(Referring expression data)
..............................
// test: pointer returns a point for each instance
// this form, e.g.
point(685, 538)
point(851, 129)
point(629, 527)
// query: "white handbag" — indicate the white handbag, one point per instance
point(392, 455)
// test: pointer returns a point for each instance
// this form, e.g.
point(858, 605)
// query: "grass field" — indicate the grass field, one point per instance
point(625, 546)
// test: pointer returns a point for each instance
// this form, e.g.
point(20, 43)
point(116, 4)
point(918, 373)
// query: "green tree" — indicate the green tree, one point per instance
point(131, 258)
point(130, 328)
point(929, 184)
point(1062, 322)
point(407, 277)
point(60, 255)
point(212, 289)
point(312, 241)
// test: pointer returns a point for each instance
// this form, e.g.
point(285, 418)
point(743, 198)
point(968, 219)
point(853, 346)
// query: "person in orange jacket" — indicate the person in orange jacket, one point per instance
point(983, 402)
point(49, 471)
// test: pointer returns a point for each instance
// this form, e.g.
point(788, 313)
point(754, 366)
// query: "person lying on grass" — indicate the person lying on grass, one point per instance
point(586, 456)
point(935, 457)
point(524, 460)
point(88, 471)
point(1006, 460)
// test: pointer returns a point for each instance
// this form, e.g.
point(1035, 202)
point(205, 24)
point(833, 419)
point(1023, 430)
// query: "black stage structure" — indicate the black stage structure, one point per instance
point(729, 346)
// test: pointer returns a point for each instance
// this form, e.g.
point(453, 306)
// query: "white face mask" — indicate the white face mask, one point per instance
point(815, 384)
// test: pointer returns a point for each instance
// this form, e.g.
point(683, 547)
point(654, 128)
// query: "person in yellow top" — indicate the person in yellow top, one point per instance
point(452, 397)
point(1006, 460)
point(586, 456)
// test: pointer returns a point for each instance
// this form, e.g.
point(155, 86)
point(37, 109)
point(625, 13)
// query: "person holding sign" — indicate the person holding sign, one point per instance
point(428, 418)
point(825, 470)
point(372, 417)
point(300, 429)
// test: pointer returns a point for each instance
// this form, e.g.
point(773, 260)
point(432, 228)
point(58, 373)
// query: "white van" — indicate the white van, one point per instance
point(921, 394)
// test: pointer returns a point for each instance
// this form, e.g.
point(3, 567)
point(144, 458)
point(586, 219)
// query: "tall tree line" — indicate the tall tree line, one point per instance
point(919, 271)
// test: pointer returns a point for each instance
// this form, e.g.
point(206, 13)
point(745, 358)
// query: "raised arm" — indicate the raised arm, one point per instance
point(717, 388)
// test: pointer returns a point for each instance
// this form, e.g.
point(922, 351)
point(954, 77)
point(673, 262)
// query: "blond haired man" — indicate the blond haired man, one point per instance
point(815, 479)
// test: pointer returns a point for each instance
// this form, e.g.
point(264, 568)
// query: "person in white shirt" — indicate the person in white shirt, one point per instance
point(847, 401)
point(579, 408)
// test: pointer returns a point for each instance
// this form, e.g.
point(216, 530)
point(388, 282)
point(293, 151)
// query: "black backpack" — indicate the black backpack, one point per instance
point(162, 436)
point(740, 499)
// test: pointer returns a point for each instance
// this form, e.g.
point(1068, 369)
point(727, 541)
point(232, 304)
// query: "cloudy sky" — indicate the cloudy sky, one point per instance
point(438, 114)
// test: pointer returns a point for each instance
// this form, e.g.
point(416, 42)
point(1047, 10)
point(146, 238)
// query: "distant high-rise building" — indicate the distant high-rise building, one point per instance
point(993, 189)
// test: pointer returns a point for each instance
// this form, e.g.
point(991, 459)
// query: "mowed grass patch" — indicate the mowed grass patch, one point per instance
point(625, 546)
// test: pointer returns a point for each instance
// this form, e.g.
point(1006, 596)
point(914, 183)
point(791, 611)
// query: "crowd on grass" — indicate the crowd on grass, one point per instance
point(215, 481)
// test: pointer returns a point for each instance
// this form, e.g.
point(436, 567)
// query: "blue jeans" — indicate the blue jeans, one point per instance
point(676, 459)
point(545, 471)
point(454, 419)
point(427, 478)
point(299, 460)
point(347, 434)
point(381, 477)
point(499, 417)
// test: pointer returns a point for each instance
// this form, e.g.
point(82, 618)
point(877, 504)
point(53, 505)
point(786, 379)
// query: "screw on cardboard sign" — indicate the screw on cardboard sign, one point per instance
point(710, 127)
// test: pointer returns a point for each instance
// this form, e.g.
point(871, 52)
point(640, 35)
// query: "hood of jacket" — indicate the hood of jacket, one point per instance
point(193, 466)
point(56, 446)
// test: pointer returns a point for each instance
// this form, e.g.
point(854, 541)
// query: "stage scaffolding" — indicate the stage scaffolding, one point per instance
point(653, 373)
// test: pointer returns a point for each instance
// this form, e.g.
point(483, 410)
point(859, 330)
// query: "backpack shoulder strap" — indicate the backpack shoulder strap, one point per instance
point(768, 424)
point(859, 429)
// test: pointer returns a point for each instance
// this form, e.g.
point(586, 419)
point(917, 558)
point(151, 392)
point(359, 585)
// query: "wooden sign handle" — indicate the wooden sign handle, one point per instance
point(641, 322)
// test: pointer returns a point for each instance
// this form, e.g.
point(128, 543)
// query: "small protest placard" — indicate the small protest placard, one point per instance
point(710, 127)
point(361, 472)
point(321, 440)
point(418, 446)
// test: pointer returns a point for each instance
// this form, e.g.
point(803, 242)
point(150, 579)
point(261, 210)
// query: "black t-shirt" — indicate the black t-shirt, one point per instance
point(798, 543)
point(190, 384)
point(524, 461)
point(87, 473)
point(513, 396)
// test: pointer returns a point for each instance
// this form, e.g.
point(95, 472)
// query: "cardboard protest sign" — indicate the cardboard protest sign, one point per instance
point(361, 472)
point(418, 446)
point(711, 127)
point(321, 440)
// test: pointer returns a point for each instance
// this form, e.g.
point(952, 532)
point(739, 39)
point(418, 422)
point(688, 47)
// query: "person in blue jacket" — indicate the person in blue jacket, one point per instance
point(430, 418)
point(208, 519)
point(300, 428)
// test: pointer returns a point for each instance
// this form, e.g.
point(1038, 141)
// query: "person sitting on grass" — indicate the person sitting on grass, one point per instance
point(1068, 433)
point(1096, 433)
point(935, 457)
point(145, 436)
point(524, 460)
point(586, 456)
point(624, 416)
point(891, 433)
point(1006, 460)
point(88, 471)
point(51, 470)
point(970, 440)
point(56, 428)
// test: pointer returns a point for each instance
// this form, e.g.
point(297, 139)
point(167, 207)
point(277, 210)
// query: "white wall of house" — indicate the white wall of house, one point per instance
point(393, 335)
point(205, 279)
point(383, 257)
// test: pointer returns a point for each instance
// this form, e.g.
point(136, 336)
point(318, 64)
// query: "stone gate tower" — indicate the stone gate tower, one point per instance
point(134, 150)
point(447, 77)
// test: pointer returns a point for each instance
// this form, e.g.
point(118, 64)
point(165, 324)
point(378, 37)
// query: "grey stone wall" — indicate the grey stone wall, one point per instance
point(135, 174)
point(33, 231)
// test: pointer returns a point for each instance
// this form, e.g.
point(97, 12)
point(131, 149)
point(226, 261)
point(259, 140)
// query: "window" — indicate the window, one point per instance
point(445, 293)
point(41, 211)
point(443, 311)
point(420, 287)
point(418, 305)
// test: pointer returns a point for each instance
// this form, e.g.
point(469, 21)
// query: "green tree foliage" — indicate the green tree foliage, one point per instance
..............................
- **YOUR OBJECTIVE**
The expected response is every record, reproduced word for word.

- **SOLUTION TO THE EXERCISE**
// test: pointer returns a point for each instance
// this form, e.g.
point(685, 538)
point(851, 129)
point(629, 527)
// query: "white handbag" — indicate the white handbag, one point per instance
point(392, 455)
// test: pointer returns a point for each instance
// this form, e.g.
point(858, 605)
// query: "grass field" — indicate the grass field, one point per instance
point(625, 546)
// test: pointer returns a point for each instance
// this form, e.g.
point(20, 43)
point(116, 4)
point(918, 373)
// query: "green tree" — indicate the green tree, one point per instance
point(131, 258)
point(130, 328)
point(929, 184)
point(1062, 322)
point(407, 277)
point(60, 255)
point(212, 289)
point(312, 241)
// test: pointer returns a point for each instance
// this form, e.g.
point(285, 418)
point(743, 198)
point(968, 219)
point(853, 346)
// query: "person in orange jacket" — indicate the person in orange jacket, one point per instance
point(983, 402)
point(49, 471)
// test: pointer returns a point for each instance
// this form, e.g.
point(788, 313)
point(754, 366)
// query: "person lying on grass" — indicate the person lying on grass, one point per instance
point(586, 456)
point(935, 457)
point(524, 460)
point(88, 471)
point(1006, 460)
// test: pointer returns a point for each instance
// this form, e.g.
point(1035, 202)
point(205, 24)
point(833, 419)
point(1023, 430)
// query: "black stage structure" — indicate the black stage structure, one point per instance
point(729, 346)
// test: pointer returns a point for each instance
// this form, e.g.
point(453, 306)
// query: "white face mask" — indicate the white face mask, one point per instance
point(815, 384)
// test: pointer returns a point for each instance
// this form, e.g.
point(683, 547)
point(654, 128)
// query: "person in yellow top" — indicate the person in yellow top, one point per instance
point(452, 397)
point(1006, 460)
point(586, 456)
// test: pointer returns a point for each instance
// this form, e.g.
point(155, 86)
point(37, 109)
point(625, 13)
// query: "person holding sign" — indicate the person holding sign, one point per instance
point(428, 418)
point(825, 470)
point(372, 417)
point(300, 429)
// test: pointer returns a point for each instance
// this form, e.g.
point(773, 260)
point(432, 228)
point(58, 373)
// query: "white van" — indicate the white van, one point per instance
point(921, 394)
// test: pointer returns a point for each instance
// this form, e.g.
point(3, 567)
point(144, 458)
point(586, 219)
// query: "tall tree line" — indicate the tall tree line, one point per instance
point(919, 271)
// test: pointer returns a point for each instance
// this form, e.g.
point(206, 13)
point(745, 358)
// query: "raised arm" — indicate the raised arm, one point per instance
point(717, 388)
// test: pointer returns a point for each instance
// this form, e.g.
point(922, 351)
point(954, 77)
point(673, 262)
// query: "blond haired man" — indicate the blond haired man, one point per instance
point(815, 479)
// test: pointer returns a point for each instance
// this form, e.g.
point(264, 568)
// query: "person in white shirt" — indicate the person in white shirt, one point per instance
point(847, 401)
point(579, 408)
// test: pointer returns a point for each instance
// this form, e.g.
point(216, 530)
point(388, 282)
point(293, 151)
// query: "black backpack" — indicate the black backpack, one point per instance
point(162, 436)
point(740, 499)
// test: pointer returns a point for each instance
// this form, e.g.
point(1068, 369)
point(727, 541)
point(232, 304)
// query: "cloudy sky" — indicate the cloudy sky, one point per instance
point(438, 114)
// test: pointer returns a point for each instance
// this form, e.g.
point(416, 42)
point(1047, 10)
point(146, 238)
// query: "distant high-rise building" — indicate the distant high-rise building, one point per instance
point(993, 189)
// test: pointer returns a point for each instance
// this form, e.g.
point(991, 459)
// query: "mowed grass patch" — indicate the mowed grass patch, one point per instance
point(625, 546)
// test: pointer returns a point for each instance
// this form, e.g.
point(1006, 596)
point(914, 183)
point(791, 611)
// query: "crowd on grass" — indicate the crowd on grass, one point per instance
point(215, 481)
// test: pointer returns a point for each instance
// this form, e.g.
point(436, 567)
// query: "blue jeans" — indicate the blue jeans, one point per instance
point(676, 459)
point(545, 471)
point(454, 419)
point(427, 478)
point(299, 460)
point(347, 434)
point(381, 477)
point(499, 417)
// test: pointer returns a point for each instance
// this form, e.g.
point(82, 618)
point(877, 504)
point(53, 505)
point(786, 379)
// query: "screw on cardboard sign" — indicate the screw on cardboard sign, one point per instance
point(710, 127)
// test: pointer returns a point for each instance
// this form, e.g.
point(871, 52)
point(640, 35)
// query: "hood of jacket" — indicate the hood of jacket, one point per instance
point(193, 466)
point(56, 446)
// test: pointer returns a point for each instance
// this form, e.g.
point(854, 541)
// query: "stage scaffolding" — indicate the stage scaffolding, one point per instance
point(653, 373)
// test: pointer returns a point for each instance
// this form, e.g.
point(483, 410)
point(859, 330)
// query: "backpack shoulder strap" — indicate the backpack shoulder strap, one point per instance
point(768, 424)
point(859, 429)
// test: pointer returns a point for each instance
// this form, e.g.
point(586, 419)
point(917, 558)
point(151, 392)
point(359, 585)
// query: "wooden sign handle" — indicate the wooden sign handle, one point per instance
point(641, 322)
// test: pointer returns a point for each instance
// this form, e.g.
point(128, 543)
// query: "small protest placard" — indicate the small protest placard, one point per instance
point(710, 127)
point(361, 472)
point(321, 440)
point(418, 446)
// test: pointer returns a point for each instance
// this form, e.g.
point(803, 242)
point(150, 579)
point(261, 210)
// query: "black t-shirt" — indicate the black t-shirt, one point per instance
point(798, 543)
point(190, 384)
point(524, 461)
point(87, 473)
point(513, 396)
// test: pointer returns a point for each instance
// this form, e.g.
point(95, 472)
// query: "cardboard protest sign" — indicate the cardboard protest sign, one point per instance
point(361, 472)
point(418, 446)
point(711, 127)
point(321, 440)
// test: pointer returns a point for each instance
// this form, e.g.
point(952, 532)
point(739, 39)
point(418, 422)
point(688, 47)
// query: "person in blue jacket" — indicate the person in blue jacket, one point per instance
point(430, 418)
point(208, 519)
point(300, 428)
// test: pointer returns a point for each instance
// this form, e.g.
point(1038, 141)
// query: "person sitting on grass" — indicate the person sitting on grass, one point per instance
point(1068, 433)
point(1096, 433)
point(935, 457)
point(145, 436)
point(524, 460)
point(586, 456)
point(624, 416)
point(891, 433)
point(1006, 460)
point(88, 471)
point(51, 470)
point(970, 440)
point(56, 428)
// test: pointer returns a point for each instance
// this form, e.g.
point(297, 139)
point(167, 207)
point(277, 210)
// query: "white wall of house" — indicate the white wall of house, one point per instance
point(393, 335)
point(205, 279)
point(383, 257)
// test: pointer returns a point for each instance
// this form, e.g.
point(136, 336)
point(318, 64)
// query: "stone gate tower" — indicate the stone gate tower, one point per instance
point(134, 150)
point(447, 77)
// test: pointer returns a point for each instance
// this form, e.g.
point(118, 64)
point(165, 324)
point(378, 37)
// query: "grey stone wall" — indicate the grey stone wall, one point per instance
point(135, 174)
point(33, 231)
// test: pointer returns a point for each instance
// this form, e.g.
point(97, 12)
point(131, 149)
point(226, 261)
point(259, 140)
// query: "window" — indicate the window, one point per instance
point(445, 293)
point(41, 211)
point(443, 311)
point(420, 287)
point(418, 305)
// test: pointer returns a point for each instance
// this form, e.g.
point(469, 21)
// query: "green tree foliage" — indicate the green tree foliage, one point per instance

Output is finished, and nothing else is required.